-- BEGIN --

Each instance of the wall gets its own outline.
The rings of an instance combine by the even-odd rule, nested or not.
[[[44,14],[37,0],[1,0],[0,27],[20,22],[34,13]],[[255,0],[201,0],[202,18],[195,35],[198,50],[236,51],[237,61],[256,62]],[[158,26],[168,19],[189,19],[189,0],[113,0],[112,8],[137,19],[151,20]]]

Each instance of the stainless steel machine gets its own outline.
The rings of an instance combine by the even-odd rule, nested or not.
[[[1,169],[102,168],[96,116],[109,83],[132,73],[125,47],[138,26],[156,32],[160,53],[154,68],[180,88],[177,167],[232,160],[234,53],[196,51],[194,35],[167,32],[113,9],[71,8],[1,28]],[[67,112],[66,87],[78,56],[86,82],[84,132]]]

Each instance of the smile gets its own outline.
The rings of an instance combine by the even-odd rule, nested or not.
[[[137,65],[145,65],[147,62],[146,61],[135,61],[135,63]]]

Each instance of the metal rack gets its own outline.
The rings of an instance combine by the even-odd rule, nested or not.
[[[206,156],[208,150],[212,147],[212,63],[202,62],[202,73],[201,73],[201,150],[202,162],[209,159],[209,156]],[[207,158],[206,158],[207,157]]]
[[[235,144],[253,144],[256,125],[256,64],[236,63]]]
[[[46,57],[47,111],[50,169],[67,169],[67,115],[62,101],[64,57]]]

-- END --

**Set task**
Please put every line of the material above into a numbered list, leaving out the blank lines.

**Output for this exercise**
1. Each instance of the wall gets its own outline.
2. The rings of an instance combine by the even-odd rule, nested or not.
3. [[[44,14],[37,0],[1,0],[0,27],[20,22],[34,13]],[[255,0],[201,0],[202,18],[195,35],[198,50],[236,51],[237,61],[256,62]],[[158,26],[168,19],[189,19],[189,0],[113,0],[112,8],[137,19],[151,20]]]
4. Each instance of the stainless steel machine gets its own outline.
5. The rings of an instance combine by the even-odd rule, nested or not.
6. [[[1,169],[102,168],[96,116],[109,83],[132,73],[125,47],[138,26],[156,32],[160,53],[154,68],[180,88],[177,167],[232,160],[234,53],[196,51],[194,35],[167,32],[113,9],[71,8],[1,28]],[[67,112],[66,87],[78,56],[86,82],[84,132]]]
7. Each instance of the smile gets its own outline.
8. The rings of an instance combine by the even-odd rule, nested or not.
9. [[[137,65],[145,65],[147,62],[146,61],[135,61],[135,63]]]
10. Each instance of the metal rack gets its own outline.
11. The rings of an instance combine by the even-odd rule, nested or not.
12. [[[206,156],[208,150],[212,147],[212,63],[202,62],[202,73],[201,73],[201,150],[202,162],[209,159],[209,156]],[[207,158],[206,158],[207,157]]]
13. [[[235,144],[253,144],[256,125],[256,64],[236,63]]]
14. [[[46,57],[47,111],[50,169],[67,169],[67,115],[62,101],[64,57]]]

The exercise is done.